Set problem =
Reproduce every one of the following records verbatim, preserving each line without alteration.

######

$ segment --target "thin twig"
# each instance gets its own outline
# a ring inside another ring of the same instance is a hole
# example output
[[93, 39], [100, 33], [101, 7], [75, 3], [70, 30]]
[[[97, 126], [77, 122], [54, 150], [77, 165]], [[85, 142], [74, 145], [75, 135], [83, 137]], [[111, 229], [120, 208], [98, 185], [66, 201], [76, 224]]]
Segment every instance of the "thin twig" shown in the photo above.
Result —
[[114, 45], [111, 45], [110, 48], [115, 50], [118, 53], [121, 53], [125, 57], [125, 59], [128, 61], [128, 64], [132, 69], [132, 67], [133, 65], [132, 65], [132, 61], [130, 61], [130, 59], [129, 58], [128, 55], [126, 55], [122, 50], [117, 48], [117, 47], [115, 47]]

######

Solution to this problem =
$ segment --target "thin twig"
# each instance gets its own outline
# a ring inside another ring of the same instance is a hole
# example output
[[93, 39], [100, 33], [101, 7], [75, 3], [70, 30]]
[[[97, 126], [77, 122], [54, 150], [77, 165]], [[85, 142], [74, 145], [75, 135], [83, 137]], [[111, 229], [120, 208], [98, 185], [66, 201], [76, 224]]]
Segment every instance of the "thin twig" shown in the photo above.
Result —
[[114, 45], [111, 45], [110, 48], [115, 50], [118, 53], [121, 53], [125, 57], [125, 59], [128, 61], [128, 64], [132, 69], [132, 67], [133, 65], [132, 65], [132, 61], [130, 61], [130, 59], [129, 58], [128, 55], [126, 55], [122, 50], [117, 48], [117, 47], [115, 47]]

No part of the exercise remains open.